* _What is being asked_: The forum thread on screenshot comparison testing includes a post from a developer who works for BBC News. Explain why that developer's team made their tool open source.

* _Reading text_:
-=-=-=-=-

See also https://github.com/bslatkin/dpxdt , a more featureful/complex implementation of the same idea. It also has some discussion of why you'd want to do this.
I wrote https://github.com/gabrielrotbart/gatling ages ago. It integrates visual testing into normal Rspec specs. Focusing on specific elements rather than full pages, makes it more stable.
I'm sorry but… are you an idiot? this is the coolest thing ever. Like, my mind is blown right now. I futzed with something that did the whole page but wasn't really impressed by it. but this is 100x better. Like, you changed my life this morning.
Thanks (I thought that line was going to end differently considering how it started).
I didn't put it out there because, although it's functioning perfectly, I'm not happy with the internals and would like to find time to refactor it before sending it out to the world.
You would just need to run a script that runs phantomjs (casperjs and you can run tests at the same time) and saves screenshots of different pages in your app. Then it checks in the images (possibly in a different repo that is just for comparing screenshots). This could be done as part of continuous integration. Whenever deploying one could generate a compare view with the last deployed revision.
Disclosure: I'm a developer of this tool & work for BBC News.
We use this for catching things that we'd never spot, a good example of how it has helped us is after a giant Sass refactor, we ran this tool against the old CSS site and the new CSS site, this showed us where things were off by a pixel or two (as well as big formatting changes).
We've found this tool rather valuable, we're not saying everyone will, or that others should use it. We open sourced it because it might help someone.

-=-=-=-=-

* _Entries supplied_:
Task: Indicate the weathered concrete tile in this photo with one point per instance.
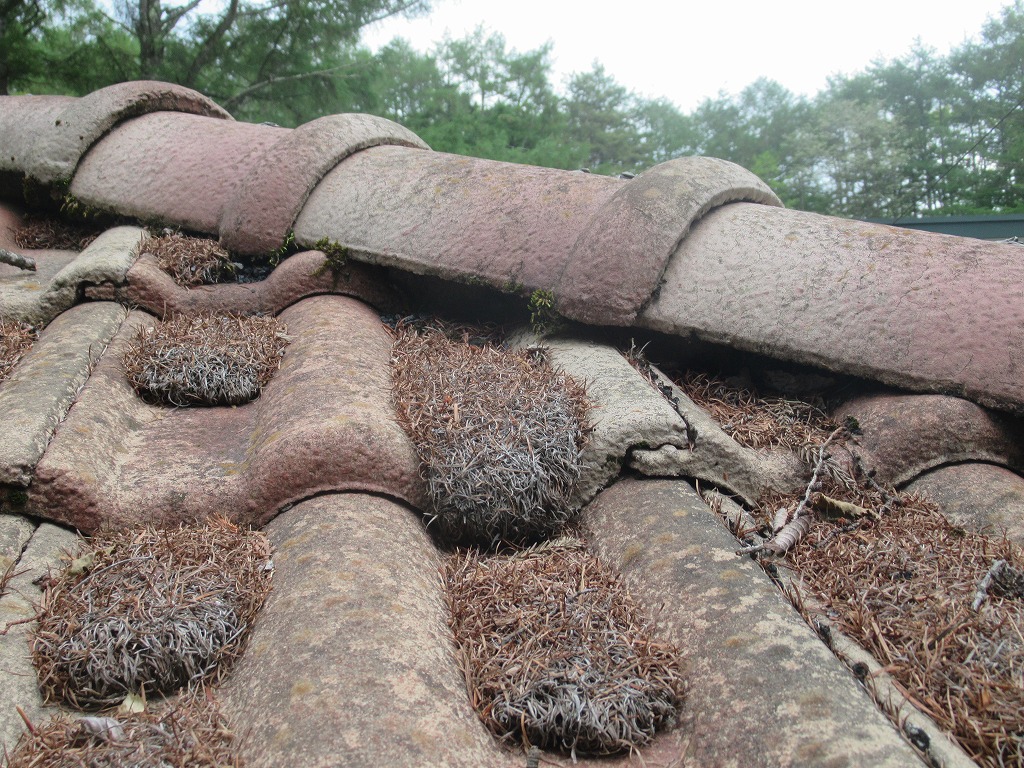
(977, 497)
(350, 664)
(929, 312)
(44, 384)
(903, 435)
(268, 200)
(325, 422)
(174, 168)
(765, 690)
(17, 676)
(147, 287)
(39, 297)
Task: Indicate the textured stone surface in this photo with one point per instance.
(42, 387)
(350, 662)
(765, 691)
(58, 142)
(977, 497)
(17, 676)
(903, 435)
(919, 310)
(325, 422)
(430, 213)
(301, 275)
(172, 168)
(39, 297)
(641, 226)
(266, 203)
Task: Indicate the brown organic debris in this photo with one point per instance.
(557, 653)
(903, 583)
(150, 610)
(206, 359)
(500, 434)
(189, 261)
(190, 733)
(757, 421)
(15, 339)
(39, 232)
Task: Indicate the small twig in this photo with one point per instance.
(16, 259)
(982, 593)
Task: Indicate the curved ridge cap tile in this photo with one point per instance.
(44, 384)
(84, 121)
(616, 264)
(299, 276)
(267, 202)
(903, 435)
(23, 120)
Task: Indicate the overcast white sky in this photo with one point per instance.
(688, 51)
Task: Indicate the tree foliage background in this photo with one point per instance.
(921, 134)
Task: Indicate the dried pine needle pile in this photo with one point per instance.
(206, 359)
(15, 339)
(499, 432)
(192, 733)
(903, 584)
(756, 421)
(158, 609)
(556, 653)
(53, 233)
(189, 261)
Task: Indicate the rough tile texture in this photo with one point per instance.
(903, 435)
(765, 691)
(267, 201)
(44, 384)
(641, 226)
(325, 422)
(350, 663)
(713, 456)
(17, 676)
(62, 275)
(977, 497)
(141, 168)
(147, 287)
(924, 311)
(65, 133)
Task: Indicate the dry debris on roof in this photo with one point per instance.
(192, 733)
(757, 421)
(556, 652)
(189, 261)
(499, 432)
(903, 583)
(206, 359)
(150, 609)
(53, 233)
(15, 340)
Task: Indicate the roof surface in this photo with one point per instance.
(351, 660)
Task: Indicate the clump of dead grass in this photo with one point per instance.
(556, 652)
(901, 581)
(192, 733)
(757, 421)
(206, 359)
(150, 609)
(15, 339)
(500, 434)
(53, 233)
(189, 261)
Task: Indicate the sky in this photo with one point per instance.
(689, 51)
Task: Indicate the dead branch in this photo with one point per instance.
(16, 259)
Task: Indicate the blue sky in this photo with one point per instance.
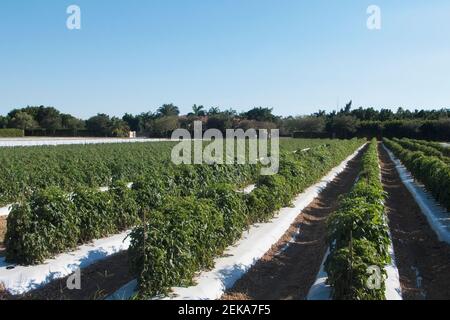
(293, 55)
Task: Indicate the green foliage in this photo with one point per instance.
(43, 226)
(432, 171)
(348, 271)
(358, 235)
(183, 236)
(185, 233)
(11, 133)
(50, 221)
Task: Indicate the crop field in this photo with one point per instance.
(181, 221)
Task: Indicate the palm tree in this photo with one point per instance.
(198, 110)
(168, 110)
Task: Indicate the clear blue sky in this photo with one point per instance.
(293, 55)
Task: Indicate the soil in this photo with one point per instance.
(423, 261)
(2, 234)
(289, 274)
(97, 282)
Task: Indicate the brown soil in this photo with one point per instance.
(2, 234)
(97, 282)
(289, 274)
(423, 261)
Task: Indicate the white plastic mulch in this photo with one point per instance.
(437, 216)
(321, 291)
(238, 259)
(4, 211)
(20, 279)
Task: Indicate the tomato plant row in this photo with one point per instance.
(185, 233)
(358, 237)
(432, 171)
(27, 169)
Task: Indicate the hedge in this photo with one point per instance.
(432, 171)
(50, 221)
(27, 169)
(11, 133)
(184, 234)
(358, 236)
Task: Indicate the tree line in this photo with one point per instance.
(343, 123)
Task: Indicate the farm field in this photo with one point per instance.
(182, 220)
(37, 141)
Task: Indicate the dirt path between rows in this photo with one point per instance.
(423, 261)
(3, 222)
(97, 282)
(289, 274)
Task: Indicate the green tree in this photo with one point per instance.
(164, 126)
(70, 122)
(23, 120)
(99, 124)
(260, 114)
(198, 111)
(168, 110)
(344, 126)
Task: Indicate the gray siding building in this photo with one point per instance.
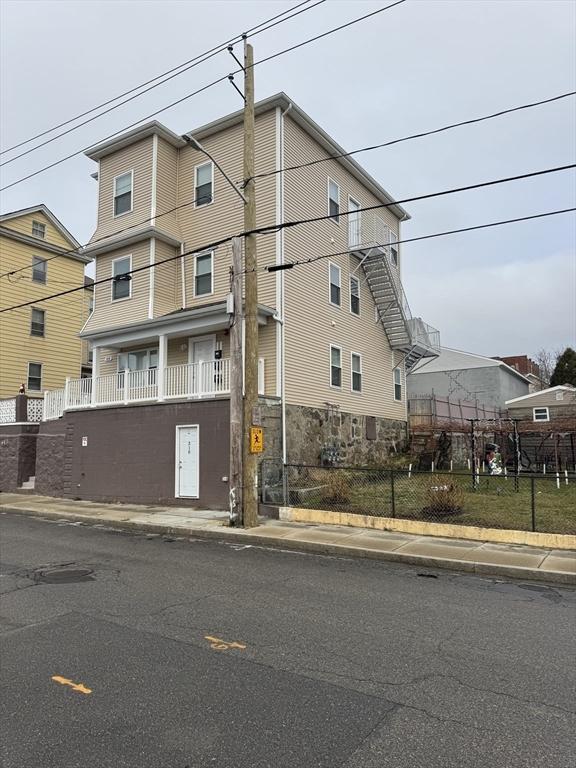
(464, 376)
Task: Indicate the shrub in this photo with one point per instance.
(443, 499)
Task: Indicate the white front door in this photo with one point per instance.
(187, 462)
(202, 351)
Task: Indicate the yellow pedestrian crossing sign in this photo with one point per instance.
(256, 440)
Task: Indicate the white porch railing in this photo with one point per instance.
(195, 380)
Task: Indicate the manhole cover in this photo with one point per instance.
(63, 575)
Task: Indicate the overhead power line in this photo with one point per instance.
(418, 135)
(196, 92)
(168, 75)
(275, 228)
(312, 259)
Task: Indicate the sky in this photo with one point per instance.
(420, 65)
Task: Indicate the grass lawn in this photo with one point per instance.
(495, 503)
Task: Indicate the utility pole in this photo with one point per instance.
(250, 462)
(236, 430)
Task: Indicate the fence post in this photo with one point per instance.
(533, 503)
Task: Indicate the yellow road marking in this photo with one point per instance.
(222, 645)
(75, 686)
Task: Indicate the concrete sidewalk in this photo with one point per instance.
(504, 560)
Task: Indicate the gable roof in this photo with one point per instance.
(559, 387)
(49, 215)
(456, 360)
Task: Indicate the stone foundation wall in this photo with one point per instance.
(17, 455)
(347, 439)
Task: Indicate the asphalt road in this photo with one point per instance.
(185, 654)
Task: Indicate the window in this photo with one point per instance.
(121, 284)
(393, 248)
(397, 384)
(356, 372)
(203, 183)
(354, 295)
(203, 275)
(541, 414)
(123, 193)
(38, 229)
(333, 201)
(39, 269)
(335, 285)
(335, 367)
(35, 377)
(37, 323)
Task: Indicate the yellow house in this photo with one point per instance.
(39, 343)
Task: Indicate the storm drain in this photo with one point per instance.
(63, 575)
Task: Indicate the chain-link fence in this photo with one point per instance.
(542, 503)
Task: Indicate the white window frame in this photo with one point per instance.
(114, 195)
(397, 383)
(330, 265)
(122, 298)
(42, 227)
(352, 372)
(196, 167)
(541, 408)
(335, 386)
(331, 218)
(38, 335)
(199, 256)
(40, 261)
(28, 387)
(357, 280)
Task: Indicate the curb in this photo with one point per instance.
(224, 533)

-=-=-=-=-

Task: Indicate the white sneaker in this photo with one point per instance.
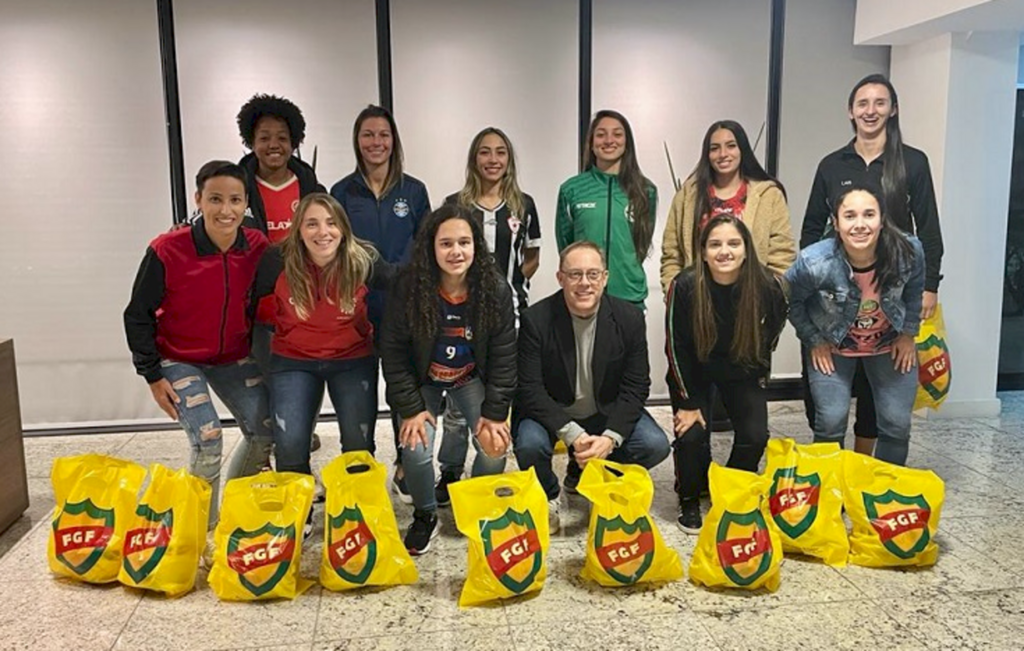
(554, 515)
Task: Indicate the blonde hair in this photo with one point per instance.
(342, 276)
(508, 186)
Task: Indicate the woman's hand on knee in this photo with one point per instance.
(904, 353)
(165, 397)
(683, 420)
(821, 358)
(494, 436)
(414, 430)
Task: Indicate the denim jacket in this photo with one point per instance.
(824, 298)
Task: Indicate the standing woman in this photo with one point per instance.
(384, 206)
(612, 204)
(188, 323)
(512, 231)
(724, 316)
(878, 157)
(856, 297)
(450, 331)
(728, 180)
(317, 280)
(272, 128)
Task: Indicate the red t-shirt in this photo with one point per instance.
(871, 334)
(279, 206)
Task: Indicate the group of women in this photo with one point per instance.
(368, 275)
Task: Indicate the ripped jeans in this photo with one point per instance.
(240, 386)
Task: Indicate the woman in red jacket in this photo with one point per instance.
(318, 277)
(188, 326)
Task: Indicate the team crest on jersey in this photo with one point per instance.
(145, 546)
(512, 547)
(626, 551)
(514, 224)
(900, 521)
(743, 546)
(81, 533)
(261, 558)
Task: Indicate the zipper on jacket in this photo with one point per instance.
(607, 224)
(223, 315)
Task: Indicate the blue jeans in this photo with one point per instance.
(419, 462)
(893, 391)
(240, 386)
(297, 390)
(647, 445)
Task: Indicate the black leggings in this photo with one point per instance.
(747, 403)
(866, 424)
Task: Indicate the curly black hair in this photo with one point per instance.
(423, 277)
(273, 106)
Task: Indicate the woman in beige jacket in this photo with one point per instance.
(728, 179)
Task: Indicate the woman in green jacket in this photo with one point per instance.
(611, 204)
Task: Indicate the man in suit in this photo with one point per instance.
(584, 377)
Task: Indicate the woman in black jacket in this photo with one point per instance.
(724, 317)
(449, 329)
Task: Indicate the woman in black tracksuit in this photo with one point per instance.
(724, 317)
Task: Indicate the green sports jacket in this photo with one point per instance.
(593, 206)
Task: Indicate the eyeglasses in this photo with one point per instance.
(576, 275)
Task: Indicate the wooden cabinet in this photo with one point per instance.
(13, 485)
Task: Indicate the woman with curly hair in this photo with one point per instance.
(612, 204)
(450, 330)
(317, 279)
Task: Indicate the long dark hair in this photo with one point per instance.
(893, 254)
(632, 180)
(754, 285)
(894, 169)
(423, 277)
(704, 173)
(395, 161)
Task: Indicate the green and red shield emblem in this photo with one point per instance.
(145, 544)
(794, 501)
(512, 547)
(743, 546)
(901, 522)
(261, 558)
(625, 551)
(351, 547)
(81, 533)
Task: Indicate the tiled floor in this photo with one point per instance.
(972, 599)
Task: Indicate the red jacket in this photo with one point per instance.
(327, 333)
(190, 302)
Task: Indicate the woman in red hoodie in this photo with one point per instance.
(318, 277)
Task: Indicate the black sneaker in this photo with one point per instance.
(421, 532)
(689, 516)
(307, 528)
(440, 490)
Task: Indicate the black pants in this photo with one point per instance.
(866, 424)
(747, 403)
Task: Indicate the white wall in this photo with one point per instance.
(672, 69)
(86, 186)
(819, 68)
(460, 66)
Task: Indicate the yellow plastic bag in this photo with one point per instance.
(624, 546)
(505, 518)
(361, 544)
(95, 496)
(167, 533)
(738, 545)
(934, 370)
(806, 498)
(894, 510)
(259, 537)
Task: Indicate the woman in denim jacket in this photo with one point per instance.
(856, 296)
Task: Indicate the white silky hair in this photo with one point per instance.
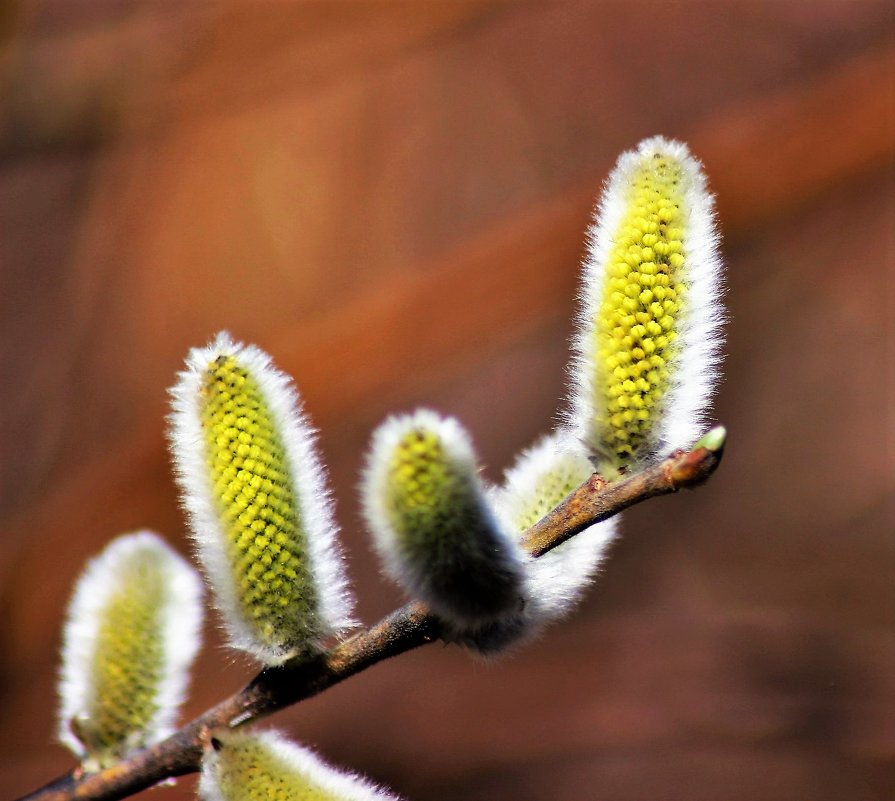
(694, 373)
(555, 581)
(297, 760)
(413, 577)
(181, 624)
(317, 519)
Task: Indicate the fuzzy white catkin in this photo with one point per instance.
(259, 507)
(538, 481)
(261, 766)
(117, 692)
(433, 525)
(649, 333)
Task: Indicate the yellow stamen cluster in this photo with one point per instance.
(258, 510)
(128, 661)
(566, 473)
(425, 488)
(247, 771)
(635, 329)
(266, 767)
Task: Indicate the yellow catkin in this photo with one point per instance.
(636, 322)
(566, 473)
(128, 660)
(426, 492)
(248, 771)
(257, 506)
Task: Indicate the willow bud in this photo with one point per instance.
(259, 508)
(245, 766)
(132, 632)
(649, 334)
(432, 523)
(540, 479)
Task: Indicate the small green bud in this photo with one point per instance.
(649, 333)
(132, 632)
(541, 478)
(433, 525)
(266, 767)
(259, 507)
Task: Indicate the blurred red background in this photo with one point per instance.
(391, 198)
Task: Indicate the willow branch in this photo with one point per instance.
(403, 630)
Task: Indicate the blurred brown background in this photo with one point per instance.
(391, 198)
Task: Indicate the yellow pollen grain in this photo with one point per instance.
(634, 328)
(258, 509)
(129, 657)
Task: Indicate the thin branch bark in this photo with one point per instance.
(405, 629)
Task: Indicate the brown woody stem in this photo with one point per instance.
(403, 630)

-=-=-=-=-

* _Written answer_: The team open sourced the tool because it might help someone. They found it valuable themselves, but they don't claim that everyone will or that others should use it.